# Written request:
Turn the records below into a Markdown table with the columns Row and Record line, starting at the first line and stopping after the line that contains "632,443 -> 715,538". Number each row and leave out any blank lines.

**** Extracted records

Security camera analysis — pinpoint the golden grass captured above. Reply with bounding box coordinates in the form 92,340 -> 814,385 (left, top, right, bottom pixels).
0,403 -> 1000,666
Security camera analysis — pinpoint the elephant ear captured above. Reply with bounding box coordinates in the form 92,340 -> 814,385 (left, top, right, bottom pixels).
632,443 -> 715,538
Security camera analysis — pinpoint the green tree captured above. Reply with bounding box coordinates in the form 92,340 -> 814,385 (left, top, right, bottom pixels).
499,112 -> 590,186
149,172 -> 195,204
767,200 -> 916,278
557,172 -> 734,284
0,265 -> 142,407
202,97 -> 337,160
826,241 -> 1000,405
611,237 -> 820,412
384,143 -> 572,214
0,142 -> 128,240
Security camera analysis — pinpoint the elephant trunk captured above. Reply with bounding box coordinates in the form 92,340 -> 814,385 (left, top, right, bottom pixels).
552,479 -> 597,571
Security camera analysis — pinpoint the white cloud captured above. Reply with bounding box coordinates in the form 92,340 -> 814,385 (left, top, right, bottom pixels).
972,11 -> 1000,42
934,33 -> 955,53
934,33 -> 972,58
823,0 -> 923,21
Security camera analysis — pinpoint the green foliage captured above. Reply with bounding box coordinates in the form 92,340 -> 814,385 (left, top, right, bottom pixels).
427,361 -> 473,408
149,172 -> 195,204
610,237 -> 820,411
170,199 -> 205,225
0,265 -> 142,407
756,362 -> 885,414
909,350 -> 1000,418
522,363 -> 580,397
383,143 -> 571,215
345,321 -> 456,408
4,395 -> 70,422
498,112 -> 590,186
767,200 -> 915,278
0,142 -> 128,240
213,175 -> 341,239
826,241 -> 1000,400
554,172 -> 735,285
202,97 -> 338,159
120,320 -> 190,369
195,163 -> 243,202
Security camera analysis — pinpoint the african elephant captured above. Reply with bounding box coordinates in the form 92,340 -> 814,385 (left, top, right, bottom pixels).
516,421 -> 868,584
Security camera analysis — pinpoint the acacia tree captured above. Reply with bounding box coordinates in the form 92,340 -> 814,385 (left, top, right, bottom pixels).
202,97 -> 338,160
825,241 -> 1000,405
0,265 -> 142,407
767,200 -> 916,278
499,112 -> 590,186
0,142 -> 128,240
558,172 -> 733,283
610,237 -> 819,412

********

# Answer for the task:
| Row | Record line |
|---|---|
| 1 | Security camera analysis — pinpoint the golden grass captured above. Reply with bounding box coordinates in the form 92,340 -> 814,385 (left, top, right, bottom pixels). |
| 2 | 0,403 -> 1000,666 |
| 3 | Security camera analysis — pinpoint the elephant ear captured above. Reply with bounding box coordinates in the form 92,340 -> 814,385 (left, top, right, bottom pixels). |
| 4 | 632,443 -> 715,538 |